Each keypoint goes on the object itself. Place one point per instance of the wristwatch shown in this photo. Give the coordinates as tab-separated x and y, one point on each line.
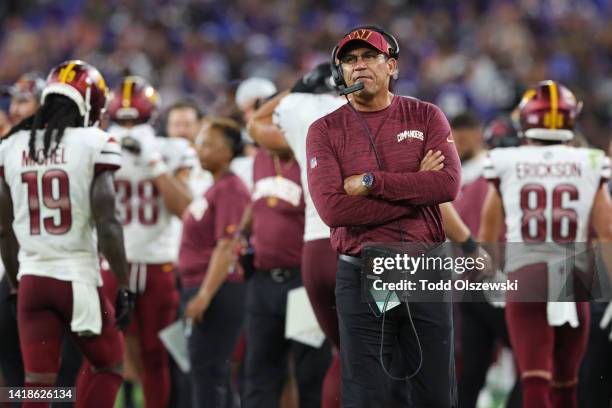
367	180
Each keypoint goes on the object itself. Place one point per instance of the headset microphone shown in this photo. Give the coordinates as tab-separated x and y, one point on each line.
357	86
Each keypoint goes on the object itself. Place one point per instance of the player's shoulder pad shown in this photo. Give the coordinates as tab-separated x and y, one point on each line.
498	161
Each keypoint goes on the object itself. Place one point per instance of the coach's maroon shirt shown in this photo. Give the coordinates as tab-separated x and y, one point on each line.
207	220
277	234
338	147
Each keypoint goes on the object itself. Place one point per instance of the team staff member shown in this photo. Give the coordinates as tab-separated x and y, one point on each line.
368	194
482	325
281	124
215	298
25	96
276	236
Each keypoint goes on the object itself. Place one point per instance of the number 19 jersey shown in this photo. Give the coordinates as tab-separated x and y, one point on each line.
547	191
51	201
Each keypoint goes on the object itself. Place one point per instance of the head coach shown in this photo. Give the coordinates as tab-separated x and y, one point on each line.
363	172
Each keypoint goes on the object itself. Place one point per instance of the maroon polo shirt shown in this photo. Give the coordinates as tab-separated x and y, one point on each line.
277	234
206	221
403	203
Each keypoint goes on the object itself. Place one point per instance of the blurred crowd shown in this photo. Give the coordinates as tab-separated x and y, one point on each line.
473	54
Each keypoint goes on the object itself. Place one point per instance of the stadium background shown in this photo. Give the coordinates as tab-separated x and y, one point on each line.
477	54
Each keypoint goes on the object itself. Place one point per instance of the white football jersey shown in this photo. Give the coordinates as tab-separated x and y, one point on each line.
51	201
294	115
547	191
147	224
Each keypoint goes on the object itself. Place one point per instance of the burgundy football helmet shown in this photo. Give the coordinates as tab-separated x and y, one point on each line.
83	84
135	99
548	112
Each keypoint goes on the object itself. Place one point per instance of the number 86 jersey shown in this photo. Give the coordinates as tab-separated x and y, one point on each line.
547	191
51	201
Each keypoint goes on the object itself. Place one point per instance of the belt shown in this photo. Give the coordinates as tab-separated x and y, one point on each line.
280	275
354	260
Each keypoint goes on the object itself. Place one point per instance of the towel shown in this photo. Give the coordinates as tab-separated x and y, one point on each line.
86	313
559	285
559	313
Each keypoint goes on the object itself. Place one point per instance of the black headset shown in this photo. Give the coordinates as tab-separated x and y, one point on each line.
393	52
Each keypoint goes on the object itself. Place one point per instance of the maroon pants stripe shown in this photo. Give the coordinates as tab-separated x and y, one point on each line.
539	347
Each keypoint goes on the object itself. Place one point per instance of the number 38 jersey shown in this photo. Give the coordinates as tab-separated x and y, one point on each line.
51	201
547	191
148	232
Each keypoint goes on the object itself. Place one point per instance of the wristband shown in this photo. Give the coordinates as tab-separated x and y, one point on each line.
158	168
469	245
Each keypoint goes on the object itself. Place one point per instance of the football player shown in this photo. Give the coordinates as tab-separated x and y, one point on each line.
546	191
56	195
151	189
24	101
25	96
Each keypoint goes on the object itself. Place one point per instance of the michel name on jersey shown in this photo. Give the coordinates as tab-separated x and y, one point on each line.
548	170
56	156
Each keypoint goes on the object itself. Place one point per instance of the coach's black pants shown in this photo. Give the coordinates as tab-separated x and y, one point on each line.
268	349
364	383
211	345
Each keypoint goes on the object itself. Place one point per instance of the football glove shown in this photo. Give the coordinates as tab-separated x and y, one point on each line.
124	307
606	319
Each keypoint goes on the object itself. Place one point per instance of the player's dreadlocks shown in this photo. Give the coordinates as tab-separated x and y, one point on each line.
55	115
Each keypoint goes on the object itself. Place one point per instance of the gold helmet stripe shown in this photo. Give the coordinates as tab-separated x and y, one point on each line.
127	92
554	103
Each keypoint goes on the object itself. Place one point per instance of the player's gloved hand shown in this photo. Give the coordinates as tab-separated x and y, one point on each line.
606	319
124	307
316	81
131	144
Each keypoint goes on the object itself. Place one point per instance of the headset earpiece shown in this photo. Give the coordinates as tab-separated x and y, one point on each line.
337	76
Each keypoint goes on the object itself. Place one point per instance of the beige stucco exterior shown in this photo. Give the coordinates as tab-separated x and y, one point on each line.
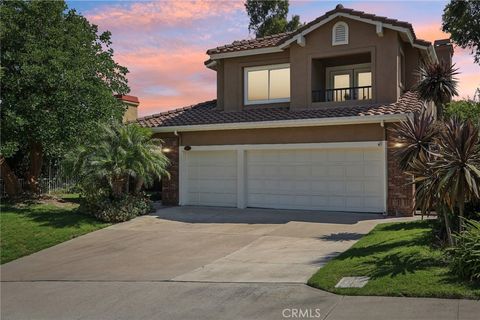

--------------------------------------------------

Work task =>
Everything in the entries above must be output again exactly, except the pictures.

Output =>
Each keypoint goes on the object itself. Place one point per instance of the wristwatch shown in this photo. Give the coordinates as tab-separated x and y, one point on each line.
367	180
Each keypoint goes on the object itself. Place one point per instance of the headset microphone shown in this photo. Give the coordinates as tab-separated x and y, one point on each line.
357	86
Each keypoint goes on the object itself. Place one point per instance of the player's shoulder pad shown in this photo. Give the coordinates as tab-separated x and y, one point on each line.
498	161
Each keypoint goes on the object itself. Place one point per instance of the coach's maroon shirt shown in this photo. Give the coordinates as tab-separated x and y, one point on each line.
207	220
277	234
338	147
Each keypoint goes on the object itself. Place one point per instance of the team staff member shown in this photo. Give the coordinates as tab-separated x and y, one point on each line.
368	194
482	325
281	124
215	298
25	96
276	236
Each keypoint goes on the object itself. Place one point per instance of the number 19 jersey shown in this photo. Give the coordinates as tab-separated x and y, one point on each line.
547	191
51	201
Each keypoint goes on the object itself. Place one point per instance of the head coach shown in this photo. Give the coordinates as tab-separated x and y, one point on each line.
363	172
Each keypoint goes on the object itself. Place one point per instance of the maroon polo shirt shown in this photo. Give the coordinates as tab-separated x and y, one point on each line.
277	234
206	221
403	203
Each keypoint goes on the object itself. Place one point per instance of the blurred crowd shown in this photo. Give the coordinates as tab-separated x and y, one point on each line.
473	54
Each keypoint goes on the object itself. Place one point per instance of the stadium background shown in this photo. Give the coordinates as tab-separated x and y, one point on each line.
477	54
Each keypoint goes on the object itself. Place one point per instance of the white football jersey shown in this photo. Give the coordinates as tab-separated x and y, one point on each line.
51	201
294	115
547	191
147	224
Each keypoint goes on the object itself. Place one point per instance of the burgundy football helmet shown in this photo. Give the coordinates as tab-separated x and y, one point on each line.
83	84
135	99
548	112
Each keypoint goes on the object itself. Place one point per instance of the number 86 jersey shown in this photo. Give the coordinates as tab-separated x and y, one point on each line.
547	191
51	201
Each keypoint goes on the object itself. Place one point per instance of the belt shown in this photo. Give the coordinates as tab-separated x and y, one point on each line.
280	275
354	260
Each keypoint goes on the object itself. Place one point per instance of the towel shown in this photo. Give the coordinates as tab-separated x and y, one point on each line.
86	313
559	285
559	313
Each keypoint goes on the object itself. Place one point per instance of the black headset shown in this photo. Give the coordinates as tab-separated x and y, one point on each line.
393	52
Each keypoint goes on the object itself. Place one point per instance of the maroon pants stripe shown in this photo. Give the coordinates as tab-separated x and y, one point on each line.
539	347
Each keypoint goes on the object itself. Place one point per instance of the number 38 jersey shown in this photo. Give the coordinates as tab-separated x and y, one point on each line.
51	201
547	191
148	232
Each keypoint goes on the object itself. Place one point per instance of the wristband shown in this photo. Give the coordinates as tab-separated x and y, one point on each line.
158	168
469	245
Each keypoint goes on the object itself. Place one point per instance of the football player shown in this photo. Give the coordinates as tab-separated x and y, one point on each line.
546	191
56	195
151	189
24	101
25	96
Each keypoint goes on the object itself. Place one point per instance of the michel name on jersey shown in this photo. Give the coordinates as tab-separated x and y, one point on each line.
548	170
56	156
Each keypoint goes on the object itself. Place one point per instance of the coach's black pants shown in this photo. Give the coordinates as tab-separated x and y, one point on each line.
268	349
364	383
211	345
Each keypoint goes on the object itself. Place one point per instance of the football glove shown in this photo. Give the coordinates as tab-separated x and y, one point on each line.
124	307
606	319
Each keypoint goes on the object itself. Place one point per instance of the player's dreadlocks shown in this photo. Give the coordinates as tab-separated x and y, one point on each line.
55	115
Each keypoint goes on the object itself. Place one point per instance of the gold helmet stripe shown in this photo. Give the coordinates as tab-separated x and y, one point on each line.
127	92
554	103
Each keypoint goes on the object itself. Place one point per instance of the player's gloved hand shown in this photo. Give the coordinates as tab-separated x and y, one point on each line.
606	319
124	307
316	81
131	144
Each keypoint goes on the object itself. Place one point per instance of the headset earpiece shown in this photo. Give the coordinates as tab-separated x and y, one point on each line.
337	76
Each keypoint goes on the object itself. Place one point per instance of the beige stucco exterior shown in this photo. Give the coordinates as tab-separated x and y, one point on each line.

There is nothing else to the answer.